--- begin EXERCISE MATERIAL ---

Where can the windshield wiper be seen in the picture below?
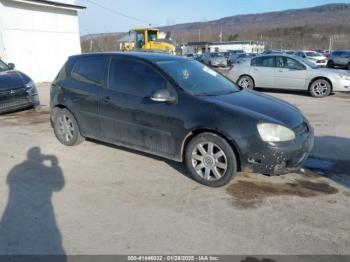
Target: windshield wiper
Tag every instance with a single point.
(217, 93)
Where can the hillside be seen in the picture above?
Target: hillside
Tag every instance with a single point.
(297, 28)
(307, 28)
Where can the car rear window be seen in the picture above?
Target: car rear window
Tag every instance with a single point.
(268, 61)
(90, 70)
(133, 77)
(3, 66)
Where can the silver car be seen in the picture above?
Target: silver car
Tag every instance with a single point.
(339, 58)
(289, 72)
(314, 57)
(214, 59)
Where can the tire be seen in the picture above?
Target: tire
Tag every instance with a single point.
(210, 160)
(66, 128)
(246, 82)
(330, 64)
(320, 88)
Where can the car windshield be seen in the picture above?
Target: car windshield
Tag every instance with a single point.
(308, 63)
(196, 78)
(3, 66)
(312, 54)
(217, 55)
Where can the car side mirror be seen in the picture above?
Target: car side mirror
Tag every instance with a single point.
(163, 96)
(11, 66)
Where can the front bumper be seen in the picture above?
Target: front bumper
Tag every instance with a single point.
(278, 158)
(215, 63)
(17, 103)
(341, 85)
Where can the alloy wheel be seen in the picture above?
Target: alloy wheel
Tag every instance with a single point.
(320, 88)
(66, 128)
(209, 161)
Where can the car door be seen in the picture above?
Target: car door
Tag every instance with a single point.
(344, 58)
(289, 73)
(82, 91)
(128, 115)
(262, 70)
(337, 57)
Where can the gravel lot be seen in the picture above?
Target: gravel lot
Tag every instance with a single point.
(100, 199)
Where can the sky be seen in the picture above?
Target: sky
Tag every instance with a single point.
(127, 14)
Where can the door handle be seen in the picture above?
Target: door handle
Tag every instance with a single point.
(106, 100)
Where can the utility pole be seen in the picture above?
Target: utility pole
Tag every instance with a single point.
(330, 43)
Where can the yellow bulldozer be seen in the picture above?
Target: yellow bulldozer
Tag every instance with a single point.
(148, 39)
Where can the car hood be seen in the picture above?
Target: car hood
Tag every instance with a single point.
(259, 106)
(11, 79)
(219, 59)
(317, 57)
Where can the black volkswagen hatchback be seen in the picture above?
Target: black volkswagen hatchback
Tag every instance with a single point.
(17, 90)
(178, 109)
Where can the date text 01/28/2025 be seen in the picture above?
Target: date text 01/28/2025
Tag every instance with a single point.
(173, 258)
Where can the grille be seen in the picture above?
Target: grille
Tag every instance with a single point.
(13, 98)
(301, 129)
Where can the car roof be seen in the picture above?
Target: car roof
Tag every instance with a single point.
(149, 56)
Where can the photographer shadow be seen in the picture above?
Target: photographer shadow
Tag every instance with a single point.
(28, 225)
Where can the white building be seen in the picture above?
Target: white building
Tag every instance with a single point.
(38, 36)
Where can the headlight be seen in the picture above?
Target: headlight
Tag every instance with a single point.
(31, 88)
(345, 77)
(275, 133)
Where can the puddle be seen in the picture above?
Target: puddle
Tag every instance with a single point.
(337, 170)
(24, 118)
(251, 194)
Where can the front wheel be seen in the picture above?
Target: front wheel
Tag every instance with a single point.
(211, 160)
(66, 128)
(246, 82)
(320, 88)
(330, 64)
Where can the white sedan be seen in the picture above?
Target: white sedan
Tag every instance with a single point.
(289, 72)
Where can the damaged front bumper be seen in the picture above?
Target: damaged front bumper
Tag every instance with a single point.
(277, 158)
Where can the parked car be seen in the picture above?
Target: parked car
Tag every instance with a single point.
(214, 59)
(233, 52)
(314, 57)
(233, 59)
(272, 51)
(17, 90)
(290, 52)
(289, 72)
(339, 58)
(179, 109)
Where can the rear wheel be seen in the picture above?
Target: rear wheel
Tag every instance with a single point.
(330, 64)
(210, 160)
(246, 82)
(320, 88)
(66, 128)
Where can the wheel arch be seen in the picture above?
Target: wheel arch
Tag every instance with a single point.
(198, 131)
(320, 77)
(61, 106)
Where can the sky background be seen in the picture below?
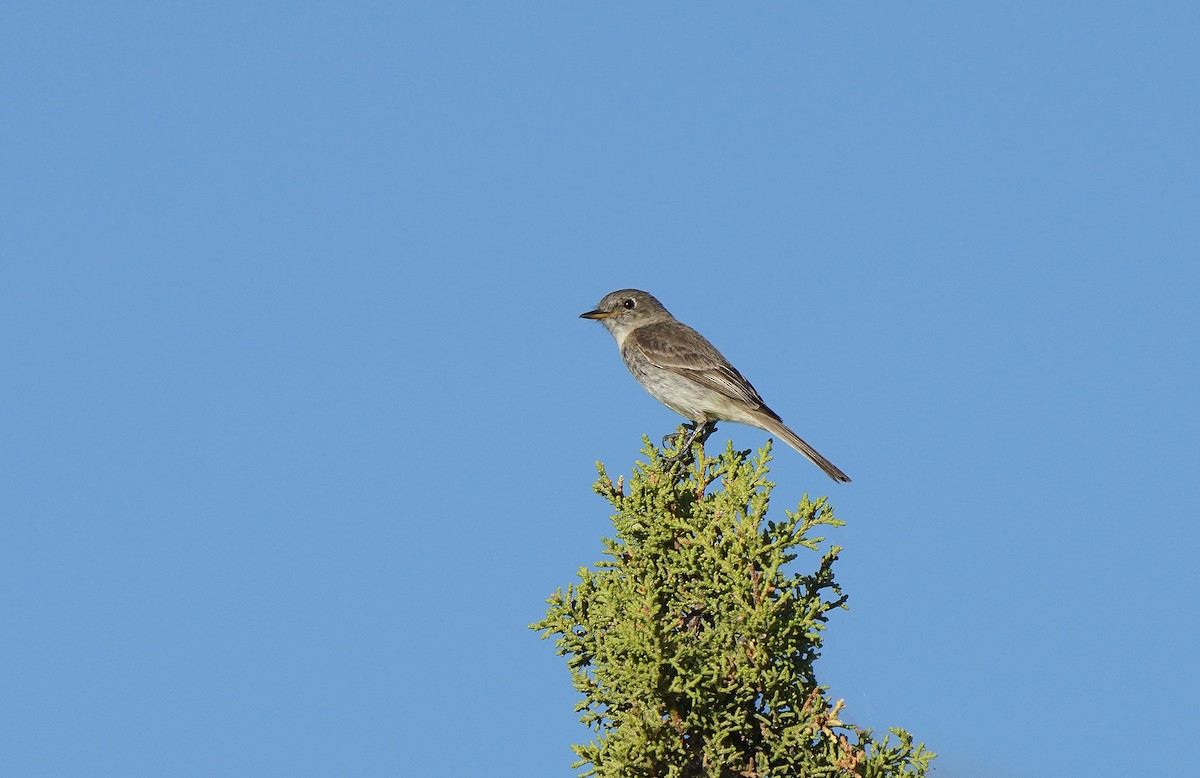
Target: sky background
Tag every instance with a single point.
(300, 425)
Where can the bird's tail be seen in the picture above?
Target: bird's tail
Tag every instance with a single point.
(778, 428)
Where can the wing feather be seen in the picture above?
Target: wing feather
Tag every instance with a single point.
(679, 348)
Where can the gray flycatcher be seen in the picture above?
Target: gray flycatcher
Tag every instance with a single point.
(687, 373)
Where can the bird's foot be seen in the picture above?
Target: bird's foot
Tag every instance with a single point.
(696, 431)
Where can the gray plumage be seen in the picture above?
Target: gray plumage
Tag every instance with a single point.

--- end EXERCISE MATERIAL ---

WRITTEN EXERCISE -
Output every line of the rows above as a JSON list of strings, one string per line, leaving out blank lines and the pictures.

RESPONSE BELOW -
[
  "Where can the windshield wiper be seen in the picture below?",
  "Target: windshield wiper",
  "Tag every instance with a single point.",
  "(217, 93)",
  "Where can the hillside be seen in the picture above?",
  "Target: hillside",
  "Tag every instance with a single point.",
  "(297, 28)",
  "(307, 28)",
  "Where can the car rear window be seen in the picture above?",
  "Target: car rear window",
  "Tag every instance with a single point.",
  "(268, 61)",
  "(90, 70)",
  "(133, 77)",
  "(3, 66)",
  "Where can the silver car be seen in the picture above?",
  "Target: silver car",
  "Tag every instance with a single point.",
  "(339, 58)",
  "(289, 72)",
  "(314, 57)",
  "(214, 59)",
  "Where can the tire be seen in the picture above?",
  "Target: tire",
  "Tag every instance with a single point.",
  "(210, 160)",
  "(66, 128)",
  "(246, 82)",
  "(330, 64)",
  "(320, 88)",
  "Where can the car windshield be seen in the picture above?",
  "Target: car windshield",
  "Tag every instance with a single point.",
  "(308, 63)",
  "(196, 78)",
  "(3, 66)",
  "(312, 54)",
  "(217, 55)",
  "Where can the car side mirror be seen in the picture above?",
  "Target: car side mirror",
  "Tag every instance with a single point.",
  "(163, 96)",
  "(11, 66)",
  "Where can the front bumper be seen in the picture above?",
  "Target: front bumper",
  "Tag every instance with a single point.",
  "(278, 158)",
  "(215, 63)",
  "(17, 103)",
  "(341, 85)",
  "Where can the alloy wheel be seen in the picture above?",
  "Target: alloy wheel",
  "Tag every instance with a single point.",
  "(320, 88)",
  "(66, 128)",
  "(209, 161)",
  "Where can the car door be seen in the picture above?",
  "Target: car door",
  "Tag every instance with a single point.",
  "(344, 58)",
  "(289, 73)",
  "(82, 91)",
  "(128, 115)",
  "(262, 70)",
  "(337, 57)",
  "Where can the gravel lot be seen in the picture above?",
  "Target: gravel lot",
  "Tag every instance with a single point.",
  "(100, 199)",
  "Where can the sky be seen in the picture above?",
  "Target: sky",
  "Tag every instance with a single point.",
  "(127, 14)",
  "Where can the door handle be seen in the picture above?",
  "Target: door handle",
  "Tag every instance with a single point.",
  "(106, 100)",
  "Where can the utility pole be seen in the picture above?",
  "Target: utility pole",
  "Tag every instance with a single point.",
  "(330, 43)",
  "Where can the yellow bulldozer be seen in the picture above?",
  "Target: yellow bulldozer",
  "Tag every instance with a single point.",
  "(148, 39)",
  "Where can the car hood be seen in the picture above?",
  "Target: car hood",
  "Tag every instance with a single point.",
  "(259, 106)",
  "(11, 79)",
  "(219, 59)",
  "(317, 57)",
  "Where can the black volkswagen hatchback be seen in the picture above?",
  "Target: black volkswagen hatchback",
  "Tag every instance with a single point.",
  "(17, 90)",
  "(178, 109)",
  "Where can the date text 01/28/2025 be seen in the picture above?",
  "Target: date text 01/28/2025",
  "Tag every instance with a single point.",
  "(173, 258)",
  "Where can the grille be seen in the picture above?",
  "Target: grille",
  "Tag every instance with a single point.",
  "(13, 98)",
  "(301, 129)",
  "Where can the car roof be seen in the picture above?",
  "Target: car roof",
  "Tag every instance with a single point.",
  "(149, 56)",
  "Where can the photographer shadow be seen in the picture above?",
  "Target: photographer shadow",
  "Tag every instance with a single point.",
  "(28, 225)",
  "Where can the white building be seen in the picture above?",
  "Target: white building",
  "Tag every instance with a single point.",
  "(38, 36)",
  "Where can the headlight be seen in the picture above?",
  "Target: headlight",
  "Tag every instance with a single point.",
  "(31, 88)",
  "(345, 77)",
  "(275, 133)",
  "Where can the puddle be seen in the picture above?",
  "Target: puddle",
  "Tag every instance with a single point.",
  "(337, 170)",
  "(24, 118)",
  "(251, 194)",
  "Where can the front wheel be seen in the picture above?",
  "Target: front wheel",
  "Tag every instance with a single point.",
  "(211, 160)",
  "(66, 128)",
  "(246, 82)",
  "(320, 88)",
  "(330, 64)",
  "Where can the white sedan be seen in the picture above?",
  "Target: white sedan",
  "Tag every instance with a single point.",
  "(289, 72)",
  "Where can the damaged front bumper be seen in the picture above?",
  "Target: damaged front bumper",
  "Tag every instance with a single point.",
  "(277, 158)",
  "Where can the parked car be seen in the picture above?",
  "Target: parked car",
  "Tag every instance with a single point.",
  "(214, 59)",
  "(233, 52)",
  "(314, 57)",
  "(233, 59)",
  "(272, 51)",
  "(17, 90)",
  "(290, 52)",
  "(289, 72)",
  "(339, 58)",
  "(179, 109)",
  "Where can the rear wheel be seen in the picture above?",
  "Target: rear wheel",
  "Tag every instance with a single point.",
  "(330, 64)",
  "(210, 160)",
  "(246, 82)",
  "(320, 88)",
  "(66, 128)",
  "Where can the wheel arch be seen in the picture above?",
  "Target: wheel arch",
  "Tag every instance with a single point.",
  "(198, 131)",
  "(320, 77)",
  "(61, 106)",
  "Where can the sky background be seen in the picture below?",
  "Target: sky background",
  "Tag every instance with a single point.",
  "(300, 425)",
  "Where can the bird's tail be seen in the picture above?",
  "Target: bird's tail",
  "Tag every instance with a single point.",
  "(778, 428)",
  "Where can the wing feather be seen in the picture above?",
  "Target: wing feather",
  "Tag every instance with a single point.",
  "(679, 348)",
  "Where can the gray flycatcher be seen in the picture above?",
  "Target: gray flycatcher",
  "Tag every instance with a single point.",
  "(687, 373)",
  "Where can the bird's foot be seen in the picture above?",
  "Target: bird's foot",
  "Tag every instance with a single point.",
  "(696, 431)",
  "Where can the gray plumage be seen in the picture above?",
  "Target: gray plumage",
  "Tag every instance with a single point."
]